→ RECORDS TO USE

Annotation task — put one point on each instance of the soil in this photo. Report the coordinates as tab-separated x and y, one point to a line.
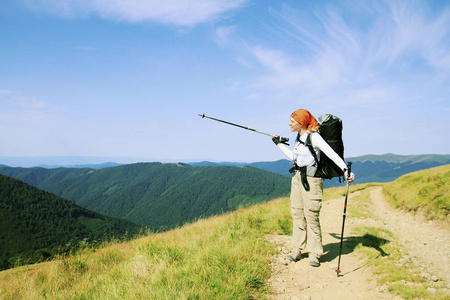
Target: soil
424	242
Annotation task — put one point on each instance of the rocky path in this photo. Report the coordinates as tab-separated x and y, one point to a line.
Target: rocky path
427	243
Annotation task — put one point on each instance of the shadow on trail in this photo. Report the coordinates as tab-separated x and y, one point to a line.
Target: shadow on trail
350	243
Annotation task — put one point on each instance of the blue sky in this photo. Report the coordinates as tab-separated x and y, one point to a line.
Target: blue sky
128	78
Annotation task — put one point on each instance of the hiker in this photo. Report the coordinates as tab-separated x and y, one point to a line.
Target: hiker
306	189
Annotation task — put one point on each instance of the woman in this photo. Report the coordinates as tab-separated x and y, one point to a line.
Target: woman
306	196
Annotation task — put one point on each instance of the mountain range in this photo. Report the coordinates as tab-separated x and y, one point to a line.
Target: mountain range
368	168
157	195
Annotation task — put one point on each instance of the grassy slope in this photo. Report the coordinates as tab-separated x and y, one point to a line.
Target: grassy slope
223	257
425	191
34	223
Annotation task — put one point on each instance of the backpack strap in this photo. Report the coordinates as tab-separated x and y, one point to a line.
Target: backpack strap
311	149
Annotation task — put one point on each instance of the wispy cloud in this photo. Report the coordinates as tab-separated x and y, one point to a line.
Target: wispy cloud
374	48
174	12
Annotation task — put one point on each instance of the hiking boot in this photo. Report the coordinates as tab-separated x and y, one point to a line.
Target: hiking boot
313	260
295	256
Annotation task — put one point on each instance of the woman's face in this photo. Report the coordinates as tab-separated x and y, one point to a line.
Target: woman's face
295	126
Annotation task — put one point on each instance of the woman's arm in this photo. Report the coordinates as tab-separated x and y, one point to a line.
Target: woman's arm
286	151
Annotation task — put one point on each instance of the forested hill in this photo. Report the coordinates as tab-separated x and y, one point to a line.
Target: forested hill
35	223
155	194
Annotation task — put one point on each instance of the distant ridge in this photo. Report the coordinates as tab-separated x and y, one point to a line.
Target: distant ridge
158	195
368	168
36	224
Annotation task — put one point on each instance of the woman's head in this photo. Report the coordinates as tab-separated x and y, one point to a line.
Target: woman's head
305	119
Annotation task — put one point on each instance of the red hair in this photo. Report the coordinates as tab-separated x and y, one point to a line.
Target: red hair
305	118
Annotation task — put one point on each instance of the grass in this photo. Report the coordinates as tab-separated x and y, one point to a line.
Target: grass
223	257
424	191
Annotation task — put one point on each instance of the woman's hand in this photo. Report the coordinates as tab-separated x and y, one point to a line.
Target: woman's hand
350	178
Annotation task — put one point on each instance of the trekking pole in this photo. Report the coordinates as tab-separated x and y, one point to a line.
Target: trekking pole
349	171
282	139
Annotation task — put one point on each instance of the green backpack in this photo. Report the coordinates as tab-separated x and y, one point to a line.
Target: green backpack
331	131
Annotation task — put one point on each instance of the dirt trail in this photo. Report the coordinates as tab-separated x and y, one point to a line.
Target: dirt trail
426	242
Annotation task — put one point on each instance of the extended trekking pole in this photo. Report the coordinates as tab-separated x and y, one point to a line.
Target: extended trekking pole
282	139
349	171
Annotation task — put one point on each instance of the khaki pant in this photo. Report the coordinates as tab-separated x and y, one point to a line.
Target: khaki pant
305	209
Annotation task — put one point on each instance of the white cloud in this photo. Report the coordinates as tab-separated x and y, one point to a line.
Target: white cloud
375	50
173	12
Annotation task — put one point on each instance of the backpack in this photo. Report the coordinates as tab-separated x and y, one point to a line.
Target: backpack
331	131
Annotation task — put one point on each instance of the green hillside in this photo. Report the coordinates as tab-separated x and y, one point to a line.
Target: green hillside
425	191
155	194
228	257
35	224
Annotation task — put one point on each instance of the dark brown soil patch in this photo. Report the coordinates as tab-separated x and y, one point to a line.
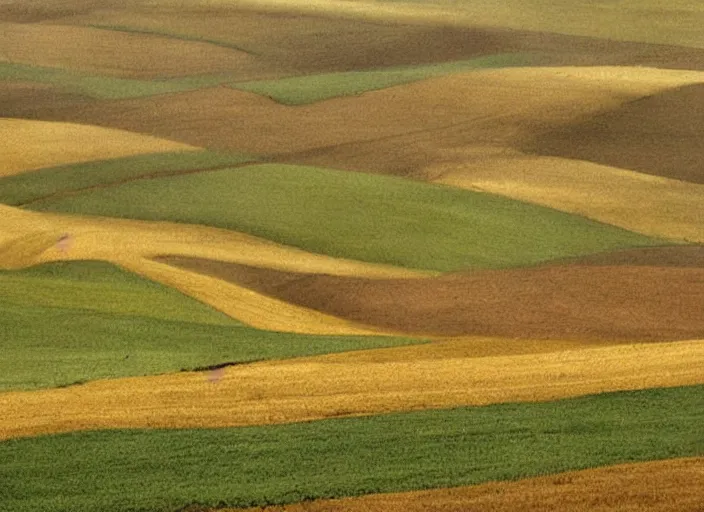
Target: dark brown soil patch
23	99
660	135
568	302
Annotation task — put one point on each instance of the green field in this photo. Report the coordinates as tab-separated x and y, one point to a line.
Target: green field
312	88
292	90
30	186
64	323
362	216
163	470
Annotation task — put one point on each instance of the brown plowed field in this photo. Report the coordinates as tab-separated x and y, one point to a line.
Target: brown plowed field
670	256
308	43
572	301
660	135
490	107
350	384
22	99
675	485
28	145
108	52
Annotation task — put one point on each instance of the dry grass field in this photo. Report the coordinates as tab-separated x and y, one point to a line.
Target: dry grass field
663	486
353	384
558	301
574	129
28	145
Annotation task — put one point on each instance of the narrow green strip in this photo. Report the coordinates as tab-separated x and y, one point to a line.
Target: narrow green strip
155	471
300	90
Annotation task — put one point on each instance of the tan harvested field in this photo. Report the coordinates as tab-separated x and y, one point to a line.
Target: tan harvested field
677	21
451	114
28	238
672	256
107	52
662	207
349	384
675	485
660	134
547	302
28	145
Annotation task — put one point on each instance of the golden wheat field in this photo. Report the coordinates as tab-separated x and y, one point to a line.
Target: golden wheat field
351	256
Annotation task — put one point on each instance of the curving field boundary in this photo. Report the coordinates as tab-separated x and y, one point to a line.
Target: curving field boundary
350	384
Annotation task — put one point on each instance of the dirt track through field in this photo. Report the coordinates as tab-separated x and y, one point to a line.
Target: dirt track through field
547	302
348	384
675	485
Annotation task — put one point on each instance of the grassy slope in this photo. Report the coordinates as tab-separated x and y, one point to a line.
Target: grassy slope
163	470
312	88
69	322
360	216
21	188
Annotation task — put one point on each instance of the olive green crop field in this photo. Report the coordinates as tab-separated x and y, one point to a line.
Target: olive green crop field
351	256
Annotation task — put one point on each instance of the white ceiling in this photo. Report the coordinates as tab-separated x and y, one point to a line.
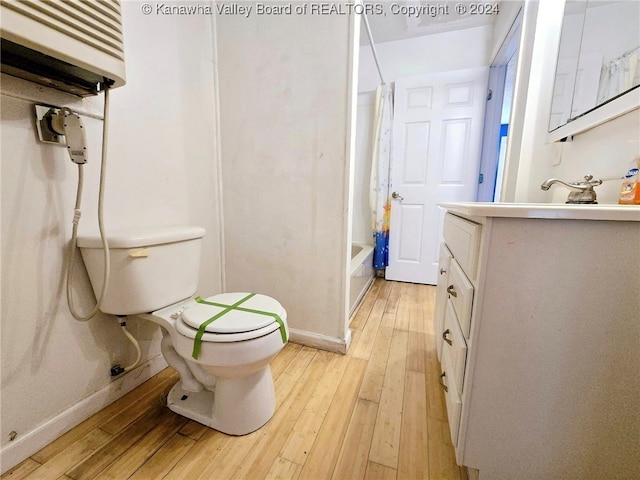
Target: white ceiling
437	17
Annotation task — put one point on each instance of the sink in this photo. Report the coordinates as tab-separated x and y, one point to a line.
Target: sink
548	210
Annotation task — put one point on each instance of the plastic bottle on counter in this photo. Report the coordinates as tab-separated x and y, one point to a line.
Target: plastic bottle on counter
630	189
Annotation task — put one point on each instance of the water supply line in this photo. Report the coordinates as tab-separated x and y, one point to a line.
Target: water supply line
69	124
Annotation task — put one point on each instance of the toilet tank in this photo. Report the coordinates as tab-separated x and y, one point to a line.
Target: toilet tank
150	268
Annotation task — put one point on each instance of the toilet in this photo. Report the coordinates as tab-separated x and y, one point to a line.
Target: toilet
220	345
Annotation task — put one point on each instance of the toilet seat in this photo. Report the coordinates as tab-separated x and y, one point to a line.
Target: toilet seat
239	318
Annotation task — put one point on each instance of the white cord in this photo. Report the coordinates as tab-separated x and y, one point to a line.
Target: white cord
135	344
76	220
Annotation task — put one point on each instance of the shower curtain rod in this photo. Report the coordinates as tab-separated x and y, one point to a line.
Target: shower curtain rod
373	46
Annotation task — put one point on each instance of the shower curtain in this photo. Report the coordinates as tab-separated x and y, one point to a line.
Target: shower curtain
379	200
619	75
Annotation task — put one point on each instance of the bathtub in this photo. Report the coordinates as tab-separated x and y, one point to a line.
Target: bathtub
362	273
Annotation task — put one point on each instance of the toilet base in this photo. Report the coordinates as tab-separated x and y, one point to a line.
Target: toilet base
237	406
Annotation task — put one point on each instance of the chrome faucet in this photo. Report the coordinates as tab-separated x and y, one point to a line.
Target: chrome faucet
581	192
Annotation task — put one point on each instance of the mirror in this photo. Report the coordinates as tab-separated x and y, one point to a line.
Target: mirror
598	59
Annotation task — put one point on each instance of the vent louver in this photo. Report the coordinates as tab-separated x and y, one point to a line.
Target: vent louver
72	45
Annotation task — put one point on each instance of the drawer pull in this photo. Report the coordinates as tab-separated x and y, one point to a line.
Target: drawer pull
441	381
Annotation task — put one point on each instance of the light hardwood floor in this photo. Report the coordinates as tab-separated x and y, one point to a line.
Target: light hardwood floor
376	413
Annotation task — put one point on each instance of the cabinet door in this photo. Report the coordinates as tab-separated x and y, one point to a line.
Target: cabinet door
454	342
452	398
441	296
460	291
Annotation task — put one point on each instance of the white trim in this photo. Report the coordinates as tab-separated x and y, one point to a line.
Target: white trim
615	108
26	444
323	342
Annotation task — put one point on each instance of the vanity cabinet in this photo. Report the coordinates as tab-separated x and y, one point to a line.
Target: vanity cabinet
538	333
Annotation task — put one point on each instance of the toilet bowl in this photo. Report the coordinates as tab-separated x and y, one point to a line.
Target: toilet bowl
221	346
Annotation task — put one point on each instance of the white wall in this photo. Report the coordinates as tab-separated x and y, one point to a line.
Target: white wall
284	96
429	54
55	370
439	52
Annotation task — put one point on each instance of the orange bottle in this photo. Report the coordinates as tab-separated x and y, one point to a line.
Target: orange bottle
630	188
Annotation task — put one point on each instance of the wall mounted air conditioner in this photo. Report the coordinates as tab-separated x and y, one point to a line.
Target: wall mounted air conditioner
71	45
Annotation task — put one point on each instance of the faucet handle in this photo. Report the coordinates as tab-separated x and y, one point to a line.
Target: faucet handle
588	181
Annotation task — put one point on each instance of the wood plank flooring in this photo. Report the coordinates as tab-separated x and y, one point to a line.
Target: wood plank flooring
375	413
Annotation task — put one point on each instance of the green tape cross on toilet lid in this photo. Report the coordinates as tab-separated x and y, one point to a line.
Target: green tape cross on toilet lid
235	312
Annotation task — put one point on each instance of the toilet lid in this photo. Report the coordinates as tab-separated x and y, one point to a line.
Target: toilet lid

→ PROBLEM DESCRIPTION
Starting at the line with "the grass in" and ending at the line with "the green backpack", print each line of the listing above exactly, with no other lines.

→ PROBLEM SOLUTION
Annotation task — put one point on each instance of the grass in this photo. Report the coordinates as tab-separated x and y, one point to a line.
Target: grass
223	257
424	191
Annotation task — put one point on each instance of the woman's hand in this photo. Report the coordinates as tab-separated x and y, one point to a line.
Target: woman's hand
350	178
Annotation task — put one point on each instance of the trekking pole in this photo. Report the coordinates as tab-separated x and y, one point to a line.
Target: trekking pole
349	171
282	139
Annotation task — put one point on each instance of the green backpack in this photo. Report the coordinates as tab-separated x and y, one point to a line.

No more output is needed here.